— Start Supplied text —

First off, let’s start with the fact that being an astronaut is an awesome vocation, one we should promote and one that needs to become key to our future as a species, but it’s not a career that will reliably employ you for decades. Since the very first days of human spaceflight, there have only been 533 individual astronauts along with three test pilots who crossed the Karman Line, the official beginning of space. There are only 38 astronauts eligible for a mission assignment today in the United States compared to some 5,000 professional athletes in the major leagues. You are literally more than two orders of magnitude likely to play in the NBA than train to fly into low Earth orbit.

It’s also a well-paid job, but not especially so. Salaries start at $66,000 and can top out at $144,566 according to a government pay schedule, very similar to that of an IT professional, albeit with a lot less excitement and wear and tear on the body. By contrast, the salary for many pro athletes in top tier leagues start at close to $500,000 and average millions. In other words, being an astronaut may be a pretty good job once you get it but it will not make you financially secure in today’s climate, and it’s incredibly hard to get selected to become one, while a career in sports or high-end office work is much easier to get and more lucrative.

After decades of dismissing space exploration as a luxury we can barely afford, a Cold War era experiment living on borrowed time, the elders in power managed to dethrone being an astronaut from the pinnacle of human achievements and turn it into a hyper-exclusive club living under constant threats of budget cuts and a leadership constantly changing its mind and its goals, often leading to confusion in mission selection and assignments.

Why would kids who look at these statistics be seriously interested in dedicating their lives to the equivalent of the winning the Powerball? Of course they would rather become YouTubers or professional athletes. Those career paths are somehow more attainable and can be far more fiscally rewarding, and when those don’t work out, they’ll turn to something more attainable or find a new focus in life as they learn more about the real world. After all, these are kids and as kids, they often want to emulate their teachers or celebrities they see on TV and online.

But there is a much more important and much worse message here. Instead of aiming for the stars, the kids just want to survive. They know that college may be out of their reach. They know their healthcare will be obscenely expensive. They know the planet is becoming so polluted, millions of lives are threatened. They know that space agencies have shoestring budgets for the kind of work they do. How do they focus on learning the skills necessary to take the one in 100 million shot at becoming astronauts when they don’t know how they’re going to pay their rent or whether they’ll ever be able to retire?

Sure, they’ll find out that YouTubers don’t make anywhere near the money they think they do eventually, but it’s really hard to fault them for not aiming for the stars as their parents and grandparents keep them planted firmly on the ground with policies designed to loot their future and leave them with mountains of debt. Plus, when was the last time they got to see coverage of a mission to space? When was the last time astronauts went somewhere new and exciting? When was the last time their schools focused on letting them explore rather than train them how to take tests? The elders in power have done everything they could to break their curiosity and limit their avenues for experimentation.

— End Supplied text —
— Start Dataset excerpts —

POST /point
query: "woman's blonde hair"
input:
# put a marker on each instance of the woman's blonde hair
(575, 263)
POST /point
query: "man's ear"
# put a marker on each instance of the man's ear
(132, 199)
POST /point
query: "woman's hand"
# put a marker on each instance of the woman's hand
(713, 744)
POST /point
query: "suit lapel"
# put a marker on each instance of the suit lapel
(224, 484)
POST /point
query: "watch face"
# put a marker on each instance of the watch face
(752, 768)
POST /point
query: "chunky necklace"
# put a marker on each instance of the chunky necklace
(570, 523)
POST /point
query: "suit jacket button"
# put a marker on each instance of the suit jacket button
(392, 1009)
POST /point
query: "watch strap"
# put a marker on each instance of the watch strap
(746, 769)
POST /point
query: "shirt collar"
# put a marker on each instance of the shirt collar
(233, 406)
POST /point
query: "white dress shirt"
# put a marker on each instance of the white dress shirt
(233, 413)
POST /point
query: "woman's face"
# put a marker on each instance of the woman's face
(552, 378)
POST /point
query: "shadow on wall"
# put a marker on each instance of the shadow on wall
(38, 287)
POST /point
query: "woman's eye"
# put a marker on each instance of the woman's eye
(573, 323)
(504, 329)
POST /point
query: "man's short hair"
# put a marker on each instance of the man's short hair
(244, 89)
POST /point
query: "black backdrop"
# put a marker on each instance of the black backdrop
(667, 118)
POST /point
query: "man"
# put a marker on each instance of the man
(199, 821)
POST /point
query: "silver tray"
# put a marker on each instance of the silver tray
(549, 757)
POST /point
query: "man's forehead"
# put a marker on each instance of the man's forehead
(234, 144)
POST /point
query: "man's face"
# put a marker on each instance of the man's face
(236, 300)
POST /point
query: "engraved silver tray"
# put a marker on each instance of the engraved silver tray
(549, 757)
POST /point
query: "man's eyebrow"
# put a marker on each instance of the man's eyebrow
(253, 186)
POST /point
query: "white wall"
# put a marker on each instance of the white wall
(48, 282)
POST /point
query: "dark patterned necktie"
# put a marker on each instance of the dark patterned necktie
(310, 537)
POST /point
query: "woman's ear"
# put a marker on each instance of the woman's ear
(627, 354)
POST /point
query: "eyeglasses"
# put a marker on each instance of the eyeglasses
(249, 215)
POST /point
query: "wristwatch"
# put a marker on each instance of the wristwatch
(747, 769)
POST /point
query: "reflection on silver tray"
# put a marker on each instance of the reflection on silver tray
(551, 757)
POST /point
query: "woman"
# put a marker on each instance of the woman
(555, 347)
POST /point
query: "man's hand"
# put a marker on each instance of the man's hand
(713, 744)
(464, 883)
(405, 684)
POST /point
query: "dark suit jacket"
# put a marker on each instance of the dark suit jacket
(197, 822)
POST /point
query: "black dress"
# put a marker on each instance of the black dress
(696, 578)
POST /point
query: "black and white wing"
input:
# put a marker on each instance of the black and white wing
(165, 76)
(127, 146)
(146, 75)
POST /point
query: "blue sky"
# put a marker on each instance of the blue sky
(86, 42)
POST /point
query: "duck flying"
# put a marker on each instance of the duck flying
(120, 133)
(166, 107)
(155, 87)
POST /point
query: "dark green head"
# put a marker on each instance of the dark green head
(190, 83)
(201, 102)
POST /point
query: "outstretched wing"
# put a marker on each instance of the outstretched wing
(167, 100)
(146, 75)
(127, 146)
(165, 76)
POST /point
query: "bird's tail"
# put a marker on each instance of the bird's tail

— End Dataset excerpts —

Actions to take:
1. Decide whether each statement below agrees with the astronaut career passage. For each, answer yes or no and quote the words of the passage that decide it.
(a) The United States today has 38 astronauts eligible for a mission assignment.
(b) Astronaut salaries start at $144,566.
(c) Many pro athletes in top tier leagues start at salaries close to $500,000.
2. From the astronaut career passage, write out the part from "It’s also a" to "and more lucrative." word for word.

Written responses:
1.
(a) Yes: "There are only 38 astronauts eligible for a mission assignment today in the United States"
(b) No: "Salaries start at $66,000 and can top out at $144,566"
(c) Yes: "the salary for many pro athletes in top tier leagues start at close to $500,000"

2.
It’s also a well-paid job, but not especially so. Salaries start at $66,000 and can top out at $144,566 according to a government pay schedule, very similar to that of an IT professional, albeit with a lot less excitement and wear and tear on the body. By contrast, the salary for many pro athletes in top tier leagues start at close to $500,000 and average millions. In other words, being an astronaut may be a pretty good job once you get it but it will not make you financially secure in today’s climate, and it’s incredibly hard to get selected to become one, while a career in sports or high-end office work is much easier to get and more lucrative.